WHAT IS BEING ASKED
Answer these questions from the article on Ukrainian grain trading below.
(a) How many grain trucks per month crossed Halmeu last fall?
(b) How much money do prosecutors say the companies under investigation defrauded the state of last year alone?
(c) What price per kilogram did COFCO's Romanian subsidiary pay for sunflower seeds in May 2022?

STUDY TEXT
- - - -
According to an investigation by the Organized Crime and Corruption Reporting Project (OCCRP) and RISE Project, Ukraine is investigating hundreds of firms for allegedly failing to properly document their trading in Ukrainian grain or to pay taxes on it. These firms were created after Russia’s full-scale invasion of Ukraine in 2022, which disrupted the grain market.
The investigation found that some of the European Union companies importing this grain from Ukraine raise serious questions. Several of these companies had been ordered shut down by Hungarian authorities but continued trading. Some of the men listed as their owners and directors were patients in psychiatric hospitals; one is an aspiring TikTok influencer.
The Romanian subsidiaries of major international agribusiness traders — COFCO International, Bunge, Viterra, and Ameropa Holding — also imported grain through Ukrainian companies under investigation.
“We want to help, but not at any price!” chanted Romanian farmers who blocked the Halmeu border crossing with Ukraine in protest of the flood of cheap grain from their war-torn neighbor. The number of grain trucks crossing Halmeu has skyrocketed from just 10 per month in the early days of the war to 1,600 per month last fall.
In response to the farmers’ protests, Romania and other countries temporarily banned Ukrainian grain imports. However, Ukraine’s President Volodymyr Zelensky criticized the European restrictions as a threat to his country’s economy.
The investigation also revealed that Ukraine’s agricultural sector has been damaged by the country’s own corruption. Trade data shows that, in the first seven months of Russia’s full-scale invasion, much of the grain passing through Halmeu and other border crossings was exported by dubious Ukrainian companies accused of tax evasion and other crimes.
These companies are among more than 300 under investigation by the Ukrainian authorities since last September. Prosecutors say they defrauded the state of at least $140 million last year alone.
Multiple high-ranking officials are accused of abusing their positions to help set up the tax evasion mechanism, including senior customs officers working at ports in the Odesa oblast.
The investigation also found that COFCO International Romania, a subsidiary of the Chinese multinational agriculture business COFCO International, was one company that had imported grain through Ukrainian companies under investigation.
COFCO’s Romanian subsidiary imported $2.3 million worth of sunflower seeds into Romania through Talstaktiv, paying just $0.40 a kilogram in May 2022 when the price on international grain exchanges was $0.67 per kilogram.
In total, COFCO International Romania imported over $145 million worth of grain into the country in the seven months between February and September for which data is available. Of this amount, about 145,500 tons of grain, worth nearly $37 million, came through Ukrainian companies now under investigation.
The Romanian subsidiaries of two other major international traders — Viterra (formerly known as Glencore Agriculture) and Ameropa Holding — were also importing grain through dubious Ukrainian firms.
- - - -
Collection entries
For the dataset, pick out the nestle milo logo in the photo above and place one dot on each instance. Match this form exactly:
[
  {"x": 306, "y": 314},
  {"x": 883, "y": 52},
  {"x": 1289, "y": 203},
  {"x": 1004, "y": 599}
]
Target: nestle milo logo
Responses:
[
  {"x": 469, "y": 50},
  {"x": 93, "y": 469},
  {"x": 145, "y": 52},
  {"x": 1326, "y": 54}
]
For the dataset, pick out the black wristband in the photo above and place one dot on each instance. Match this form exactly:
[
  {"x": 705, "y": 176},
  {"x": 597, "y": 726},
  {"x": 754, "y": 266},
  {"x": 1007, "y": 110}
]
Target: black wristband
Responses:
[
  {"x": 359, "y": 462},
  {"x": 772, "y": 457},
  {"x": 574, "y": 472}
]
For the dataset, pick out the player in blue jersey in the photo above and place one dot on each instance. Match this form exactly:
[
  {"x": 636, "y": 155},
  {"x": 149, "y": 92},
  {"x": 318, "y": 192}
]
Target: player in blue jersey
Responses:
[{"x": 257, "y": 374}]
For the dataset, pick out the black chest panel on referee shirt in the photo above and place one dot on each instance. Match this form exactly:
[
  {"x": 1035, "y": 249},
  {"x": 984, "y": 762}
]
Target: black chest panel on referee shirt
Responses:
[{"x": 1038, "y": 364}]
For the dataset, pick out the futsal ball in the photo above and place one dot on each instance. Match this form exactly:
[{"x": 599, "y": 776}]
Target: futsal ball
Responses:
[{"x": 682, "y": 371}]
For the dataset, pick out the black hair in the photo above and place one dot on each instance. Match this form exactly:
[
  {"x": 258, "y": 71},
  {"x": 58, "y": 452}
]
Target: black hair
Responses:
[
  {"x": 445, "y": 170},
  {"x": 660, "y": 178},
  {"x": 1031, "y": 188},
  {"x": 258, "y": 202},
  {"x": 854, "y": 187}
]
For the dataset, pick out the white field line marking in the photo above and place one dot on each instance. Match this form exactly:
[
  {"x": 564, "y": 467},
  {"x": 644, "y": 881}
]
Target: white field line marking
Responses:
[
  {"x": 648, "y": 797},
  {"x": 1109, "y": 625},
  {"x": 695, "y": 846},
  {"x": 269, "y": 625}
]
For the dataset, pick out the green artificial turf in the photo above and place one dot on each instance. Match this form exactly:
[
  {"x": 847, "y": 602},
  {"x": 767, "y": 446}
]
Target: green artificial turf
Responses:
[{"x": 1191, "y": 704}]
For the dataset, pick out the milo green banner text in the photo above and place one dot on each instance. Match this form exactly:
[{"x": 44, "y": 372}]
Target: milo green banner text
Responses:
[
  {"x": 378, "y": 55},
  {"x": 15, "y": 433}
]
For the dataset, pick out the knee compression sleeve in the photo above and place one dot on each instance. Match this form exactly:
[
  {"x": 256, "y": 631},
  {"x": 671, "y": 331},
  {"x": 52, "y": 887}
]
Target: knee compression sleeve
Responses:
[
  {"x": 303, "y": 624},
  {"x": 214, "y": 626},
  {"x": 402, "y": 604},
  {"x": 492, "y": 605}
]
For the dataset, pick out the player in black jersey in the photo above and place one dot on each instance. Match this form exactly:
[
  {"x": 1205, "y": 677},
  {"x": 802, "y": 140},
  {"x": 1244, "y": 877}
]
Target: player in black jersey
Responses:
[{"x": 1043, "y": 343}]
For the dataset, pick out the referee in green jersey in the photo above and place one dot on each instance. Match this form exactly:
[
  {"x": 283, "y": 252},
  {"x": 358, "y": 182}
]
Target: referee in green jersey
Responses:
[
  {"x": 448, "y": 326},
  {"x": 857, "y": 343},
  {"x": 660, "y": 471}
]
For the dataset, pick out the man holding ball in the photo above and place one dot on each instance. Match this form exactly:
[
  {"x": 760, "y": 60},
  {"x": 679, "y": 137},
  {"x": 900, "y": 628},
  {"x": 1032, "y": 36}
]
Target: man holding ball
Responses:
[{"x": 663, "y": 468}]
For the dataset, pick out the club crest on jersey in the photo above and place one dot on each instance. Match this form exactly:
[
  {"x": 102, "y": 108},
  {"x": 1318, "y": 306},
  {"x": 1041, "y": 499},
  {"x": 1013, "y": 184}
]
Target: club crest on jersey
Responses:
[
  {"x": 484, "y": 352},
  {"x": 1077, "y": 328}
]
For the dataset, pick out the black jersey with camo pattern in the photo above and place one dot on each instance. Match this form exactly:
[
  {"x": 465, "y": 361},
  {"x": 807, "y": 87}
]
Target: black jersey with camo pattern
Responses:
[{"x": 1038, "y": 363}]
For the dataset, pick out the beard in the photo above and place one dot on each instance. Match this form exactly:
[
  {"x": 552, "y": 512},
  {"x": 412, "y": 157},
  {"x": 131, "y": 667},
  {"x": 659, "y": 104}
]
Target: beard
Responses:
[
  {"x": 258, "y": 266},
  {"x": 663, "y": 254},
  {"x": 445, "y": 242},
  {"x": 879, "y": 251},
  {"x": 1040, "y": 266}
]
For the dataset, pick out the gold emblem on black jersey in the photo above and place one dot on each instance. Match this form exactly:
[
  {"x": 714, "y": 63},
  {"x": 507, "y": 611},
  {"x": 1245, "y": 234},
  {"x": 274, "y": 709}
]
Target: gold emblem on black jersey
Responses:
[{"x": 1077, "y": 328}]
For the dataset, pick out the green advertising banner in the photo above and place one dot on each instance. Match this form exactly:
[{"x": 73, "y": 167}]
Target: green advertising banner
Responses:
- - - -
SOLVED PROBLEM
(a) 1,600 per month
(b) At least $140 million
(c) $0.40 per kilogram